**Problems:**
A: According to the article on optional rules dropped from the 2024 Dungeon Master's Guide, how many hero points does a character start with at level one?
B: Extend the article on optional rules dropped from the 2024 Dungeon Master's Guide, starting right after its last sentence.

**Source document:**
- - - - -
Dungeons and Dragons’ 2024 DM’s Guide is a streamlined, more organized version of the rulebook that came before. Streamlining, by its nature, means cutting and trimming, and Wizards of the Coast has done plenty of this. We recently went through both versions of the D&D Dungeon Master’s Guide to see what optional rules got the chop.
As this book is aimed at DMs, your favorite DnD classes, DnD races, and DnD 2024 backgrounds are untouched. However, the absent optional rules could have made a major impact on how your character interacts with the world around them.
Here’s every missing optional rule we discovered:
Flanking
Flanking gives a creature advantage on melee attack rolls when they and at least one ally are adjacent to a target on opposite sides. Despite how easily it could create advantage in combat (and make classes like the DnD 2024 Rogue feel redundant), flanking was a pretty popular optional rule. And it’s noticeably absent from the new DMG.
Downtime
Arguably, DnD Bastions are the new optional rules for downtime. The 2014 DM’s Guide instead suggested several smaller activities to take part in between adventures – running a business, carousing, sowing rumors, and performing sacred rites. We’re not too upset that these suggestions are gone, as they didn’t add much to a DnD campaign.
Facing
Facing gave every creature a front arc (the direction it’s currently facing), plus side and rear arcs. Your shield could only protect your front arc, and attacking a creature’s rear arc gave you advantage on the attack. Every time a creature ended its turn, it could change the direction it was facing.
Lovers of crunchy combat sessions may lament the loss of this optional rule. However, we can see why it was cut – it’s pretty fiddly, and it diminishes the power of the regular rules for advantage somewhat.
Proficiency variants
The 2014 DMG offered several extra proficiency rules to play with:
- Proficiency dice – Instead of adding a flat proficiency bonus to rolls, characters would roll a proficiency die for d20 tests
- Ability check proficiency – Instead of proficiency in DnD skills, characters had proficiency in two core DnD stats
- Background proficiency – Instead of skill or tool proficiencies, characters added their proficiency bonus to checks where their background would reasonably provide an advantage
- Personality trait proficiency – Instead of skill proficiencies, characters could add their proficiency bonus to any ability check linked to their personality traits
Hero points
With this rule, each character would start with five hero points at level one. At every DnD level up, they’d lose any unspent hero points and gain new ones equal to five plus half their level.
- - - - -
**Supplied data:**
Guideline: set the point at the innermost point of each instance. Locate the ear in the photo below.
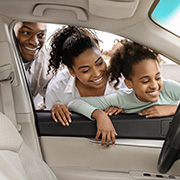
- - - - -
**Answers to the problems:**
A: Five hero points.

B:
One hero point could be spent on any D20 test, and they let a player roll a D6 and add it to the result. They could also be spent to turn a failed DnD death save into a success.
Perhaps this rule made the DnD 2024 Bard’s Bardic Inspiration feel less inspiring. Whatever the reason, Wizards decided not to carry this variant over to the 2024 rules.
Honor and sanity
Honor and sanity were additional ability scores that measured how devoted characters were to a particular code and their natural mental fortitude. They increased or decreased depending on roleplay rather than level-ups, and characters could make skill checks or saving throws related to these particular abilities.
Sanity was closely tied to fifth edition’s Madness mechanics, which have been absorbed into a new-ish mechanic known as Mental Stress. Mental Stress offers short- and long-term consequences for failing a saving throw – it’s not a separate ability score like sanity.
Healing variants
Various rules in the 2014 DM’s Guide made healing easier or harder:
- Healer’s kit dependency – With this rule, characters couldn’t spend Hit Dice on a short rest without first using a healer’s kit
- Healing surges – This was an action characters could take in combat to spend up to half their Hit Dice
- Slow natural healing – This rule required characters to spend Hit Dice if they wanted to regain HP on a DnD long rest
Epic Heroism and Gritty Realism
Epic Heroism shortened the length of a short rest to five minutes and a long rest to one hour. In contrast, Gritty Realism turned short rests into eight-hour affairs, and long rests lasted for seven days.
These were some pretty popular optional rules, as they could drastically modify how easy or difficult a campaign was. You can still use these if you like (thanks cross-compatible rulebooks), but it’s noticeably been left out of the 2024 rules.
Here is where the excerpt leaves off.